Reproduce each of the following lines verbatim, keeping every character as it appears.

[start of Entries shown]

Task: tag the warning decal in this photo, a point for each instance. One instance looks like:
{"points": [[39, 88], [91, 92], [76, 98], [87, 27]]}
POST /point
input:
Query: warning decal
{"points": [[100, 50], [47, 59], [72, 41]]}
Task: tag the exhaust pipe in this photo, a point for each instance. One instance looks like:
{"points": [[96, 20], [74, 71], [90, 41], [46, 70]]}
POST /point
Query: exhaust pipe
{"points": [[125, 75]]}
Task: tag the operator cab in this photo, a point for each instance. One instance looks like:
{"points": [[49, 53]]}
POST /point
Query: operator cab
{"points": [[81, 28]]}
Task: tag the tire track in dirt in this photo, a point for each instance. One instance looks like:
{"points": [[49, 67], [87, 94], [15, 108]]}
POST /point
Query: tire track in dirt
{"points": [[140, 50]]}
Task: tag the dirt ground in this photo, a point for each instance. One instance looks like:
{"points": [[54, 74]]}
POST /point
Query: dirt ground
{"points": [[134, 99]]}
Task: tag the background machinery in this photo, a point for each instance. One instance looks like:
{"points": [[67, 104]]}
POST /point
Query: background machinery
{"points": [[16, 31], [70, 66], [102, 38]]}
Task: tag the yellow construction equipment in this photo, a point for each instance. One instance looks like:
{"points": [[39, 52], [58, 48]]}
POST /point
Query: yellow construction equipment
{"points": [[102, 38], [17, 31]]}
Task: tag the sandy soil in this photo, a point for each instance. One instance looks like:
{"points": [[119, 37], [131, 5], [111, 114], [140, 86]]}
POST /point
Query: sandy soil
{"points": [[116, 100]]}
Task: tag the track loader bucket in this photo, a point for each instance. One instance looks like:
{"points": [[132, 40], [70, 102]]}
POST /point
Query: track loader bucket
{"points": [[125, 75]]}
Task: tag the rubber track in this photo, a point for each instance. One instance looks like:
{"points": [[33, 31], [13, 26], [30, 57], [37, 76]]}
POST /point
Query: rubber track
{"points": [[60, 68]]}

[end of Entries shown]

Response =
Task: tag the warning decal in this photo, a point for each instance. One instance looks like:
{"points": [[39, 88], [91, 92], [76, 98], [87, 27]]}
POST /point
input:
Query: warning decal
{"points": [[100, 50], [47, 59], [72, 41]]}
Task: tag the exhaust pipe in this photo, a point for each instance. One instance looks like:
{"points": [[96, 20], [74, 71], [90, 41], [46, 70]]}
POST /point
Query: exhaust pipe
{"points": [[125, 75]]}
Task: tag the operator cab in this photo, a point for each instance. One instance looks like:
{"points": [[49, 53]]}
POST /point
Query: operator cab
{"points": [[81, 28]]}
Task: tag the tire track in dirt in this photo, a point for each instance. One instance looks like:
{"points": [[49, 67], [87, 94], [15, 108]]}
POST /point
Query: tire track in dirt
{"points": [[140, 50]]}
Task: tag the dirt ground in this photo, a point for each instance. One instance looks like:
{"points": [[54, 74]]}
POST /point
Query: dirt ground
{"points": [[134, 99]]}
Task: tag the background machinery in this photo, a point for each instance. One instance looks like:
{"points": [[67, 104]]}
POST /point
Query: background machinery
{"points": [[16, 31], [70, 66], [102, 38]]}
Task: tag the yellow construction equipment in this photo, a point for each instance. One instance looks like:
{"points": [[39, 52], [58, 48]]}
POST /point
Query: yellow construction equipment
{"points": [[102, 38], [17, 31]]}
Task: tag the sandy soil in this photo, a point for each instance. One instance looks like:
{"points": [[119, 37], [131, 5], [111, 114], [140, 86]]}
POST /point
Query: sandy soil
{"points": [[116, 100]]}
Task: tag the track loader bucket in this photo, a point for each instance. One instance looks like:
{"points": [[132, 40], [70, 102]]}
POST /point
Query: track loader bucket
{"points": [[125, 75]]}
Task: tag the rubber track in this photo, a point for each instance. One instance looks like:
{"points": [[33, 31], [13, 26], [30, 57], [37, 76]]}
POST /point
Query: rubber track
{"points": [[60, 68]]}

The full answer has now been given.